--- Provided records ---

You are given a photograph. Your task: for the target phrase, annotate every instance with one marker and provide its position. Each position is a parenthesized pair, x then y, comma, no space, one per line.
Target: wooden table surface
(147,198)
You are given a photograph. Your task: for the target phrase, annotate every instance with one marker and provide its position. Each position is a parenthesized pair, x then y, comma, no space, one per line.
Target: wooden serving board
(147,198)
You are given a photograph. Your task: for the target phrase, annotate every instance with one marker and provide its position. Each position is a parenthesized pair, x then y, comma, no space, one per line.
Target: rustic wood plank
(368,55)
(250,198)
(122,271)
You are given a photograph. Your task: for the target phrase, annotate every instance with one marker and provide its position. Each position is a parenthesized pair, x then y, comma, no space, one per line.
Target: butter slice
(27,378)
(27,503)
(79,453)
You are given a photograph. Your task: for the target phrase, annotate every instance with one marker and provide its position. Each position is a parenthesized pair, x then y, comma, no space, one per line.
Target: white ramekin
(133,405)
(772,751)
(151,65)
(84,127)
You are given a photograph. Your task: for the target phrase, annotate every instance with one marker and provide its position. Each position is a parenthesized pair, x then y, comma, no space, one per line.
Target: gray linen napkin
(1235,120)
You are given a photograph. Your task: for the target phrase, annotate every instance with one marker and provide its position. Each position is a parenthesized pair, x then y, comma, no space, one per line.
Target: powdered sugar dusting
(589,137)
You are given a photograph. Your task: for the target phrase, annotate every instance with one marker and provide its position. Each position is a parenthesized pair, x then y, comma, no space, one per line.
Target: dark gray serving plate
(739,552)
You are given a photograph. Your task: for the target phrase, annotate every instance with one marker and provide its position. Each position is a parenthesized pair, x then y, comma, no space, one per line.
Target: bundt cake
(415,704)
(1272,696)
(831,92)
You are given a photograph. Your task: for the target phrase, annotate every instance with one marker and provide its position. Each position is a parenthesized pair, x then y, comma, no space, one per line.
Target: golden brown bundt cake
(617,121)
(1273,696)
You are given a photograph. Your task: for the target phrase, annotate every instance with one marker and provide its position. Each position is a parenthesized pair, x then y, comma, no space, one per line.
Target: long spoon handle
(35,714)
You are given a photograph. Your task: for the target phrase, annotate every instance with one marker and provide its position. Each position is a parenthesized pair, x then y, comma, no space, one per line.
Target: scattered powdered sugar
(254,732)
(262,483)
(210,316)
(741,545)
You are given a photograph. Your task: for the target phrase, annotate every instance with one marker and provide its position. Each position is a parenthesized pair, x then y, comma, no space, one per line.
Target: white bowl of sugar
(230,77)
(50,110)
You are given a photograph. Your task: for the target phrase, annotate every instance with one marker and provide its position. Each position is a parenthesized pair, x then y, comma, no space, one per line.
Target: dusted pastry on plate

---

### Task description
An exact copy of the lines from the one containing "Target: white bowl of sugar" through the end of the data above is the whole answer.

### Reply
Target: white bowl of sugar
(230,77)
(50,110)
You are given a photograph. Your task: for the target phrase, annotate every instance with one marker and provide its position. Each position is a parenthesized pair, x then y, comma, no space, one per line.
Target: dusted pastry on plate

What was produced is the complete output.